* WHAT NEEDS TO BE DONE: From the entries below, return only the lines starting at the one that contains "Practice. Indicate each instance of the blue" and ending at the one that contains "x=243, y=35", exactly as they stand.

Top of AVAILABLE DATA

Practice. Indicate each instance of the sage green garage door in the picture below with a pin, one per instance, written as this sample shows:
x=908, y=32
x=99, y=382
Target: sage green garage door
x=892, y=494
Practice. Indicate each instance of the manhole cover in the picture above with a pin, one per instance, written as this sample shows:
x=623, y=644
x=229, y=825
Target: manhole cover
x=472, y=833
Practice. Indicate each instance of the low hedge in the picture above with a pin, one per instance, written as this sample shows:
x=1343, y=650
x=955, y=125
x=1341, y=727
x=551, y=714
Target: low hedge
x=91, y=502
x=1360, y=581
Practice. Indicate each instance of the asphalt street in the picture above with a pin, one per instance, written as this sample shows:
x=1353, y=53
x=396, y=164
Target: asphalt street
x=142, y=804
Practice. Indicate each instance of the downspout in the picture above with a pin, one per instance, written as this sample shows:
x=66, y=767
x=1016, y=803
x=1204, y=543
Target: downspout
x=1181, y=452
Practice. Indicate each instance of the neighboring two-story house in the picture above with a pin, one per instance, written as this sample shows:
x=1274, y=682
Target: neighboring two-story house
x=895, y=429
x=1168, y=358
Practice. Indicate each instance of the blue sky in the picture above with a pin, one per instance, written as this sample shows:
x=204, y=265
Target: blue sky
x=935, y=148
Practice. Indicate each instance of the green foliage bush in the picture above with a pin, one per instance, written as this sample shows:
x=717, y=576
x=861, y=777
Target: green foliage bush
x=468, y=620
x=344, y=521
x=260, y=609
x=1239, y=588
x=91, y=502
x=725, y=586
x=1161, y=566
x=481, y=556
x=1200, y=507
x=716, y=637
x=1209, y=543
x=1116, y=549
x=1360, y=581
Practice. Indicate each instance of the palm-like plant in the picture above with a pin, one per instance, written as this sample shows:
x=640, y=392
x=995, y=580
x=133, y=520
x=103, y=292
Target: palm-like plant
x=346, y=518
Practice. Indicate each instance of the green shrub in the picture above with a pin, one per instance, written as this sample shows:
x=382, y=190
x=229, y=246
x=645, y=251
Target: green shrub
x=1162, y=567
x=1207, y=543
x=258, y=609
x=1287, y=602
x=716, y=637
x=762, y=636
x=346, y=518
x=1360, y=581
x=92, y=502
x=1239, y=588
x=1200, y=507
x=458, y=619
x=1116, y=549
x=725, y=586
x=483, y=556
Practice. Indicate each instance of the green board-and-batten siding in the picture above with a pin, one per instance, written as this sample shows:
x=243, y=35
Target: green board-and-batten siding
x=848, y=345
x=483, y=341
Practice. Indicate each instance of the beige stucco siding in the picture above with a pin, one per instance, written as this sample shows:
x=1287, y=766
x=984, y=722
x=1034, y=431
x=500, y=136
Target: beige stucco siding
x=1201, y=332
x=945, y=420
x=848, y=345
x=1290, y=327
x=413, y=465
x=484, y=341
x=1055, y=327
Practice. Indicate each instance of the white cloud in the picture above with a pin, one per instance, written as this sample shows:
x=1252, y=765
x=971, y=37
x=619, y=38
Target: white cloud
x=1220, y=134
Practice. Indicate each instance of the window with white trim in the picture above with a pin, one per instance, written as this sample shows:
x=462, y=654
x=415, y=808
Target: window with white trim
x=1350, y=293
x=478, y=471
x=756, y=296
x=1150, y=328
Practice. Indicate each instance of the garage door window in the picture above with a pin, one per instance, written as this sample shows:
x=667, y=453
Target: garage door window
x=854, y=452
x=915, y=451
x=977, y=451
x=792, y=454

Bottom of AVAILABLE DATA

* RESPONSE BOX:
Practice. Indicate each instance of the blue sky in the picture above with a pin, one per instance, written as this sample shows:
x=204, y=265
Target: blue sky
x=935, y=148
Practice. Indicate each instance of the green foliage bush in the picture above with a pin, one per instance, written as this sample shows:
x=717, y=576
x=861, y=777
Target: green foliage bush
x=468, y=620
x=344, y=521
x=260, y=609
x=1239, y=588
x=91, y=502
x=725, y=586
x=1161, y=566
x=481, y=556
x=1200, y=507
x=716, y=637
x=1209, y=543
x=1116, y=549
x=1360, y=581
Practice. Indicate each instance of the palm-like plant in the picture above with a pin, one per instance, written as this sample shows:
x=640, y=392
x=995, y=580
x=133, y=520
x=103, y=292
Target: palm-like plant
x=346, y=518
Practice. Indicate each instance of the green shrub in the picture above with a pin, one per instance, written as this sample shows:
x=382, y=190
x=229, y=246
x=645, y=251
Target: green shrub
x=1162, y=567
x=1207, y=543
x=258, y=609
x=1287, y=602
x=716, y=637
x=762, y=636
x=346, y=518
x=1360, y=581
x=92, y=502
x=1239, y=588
x=1200, y=507
x=458, y=619
x=1116, y=549
x=725, y=586
x=483, y=556
Practice. Indicate each instance of the green board-and-batten siding in the picture above with a pin, one per instance, written as this sample shows:
x=243, y=35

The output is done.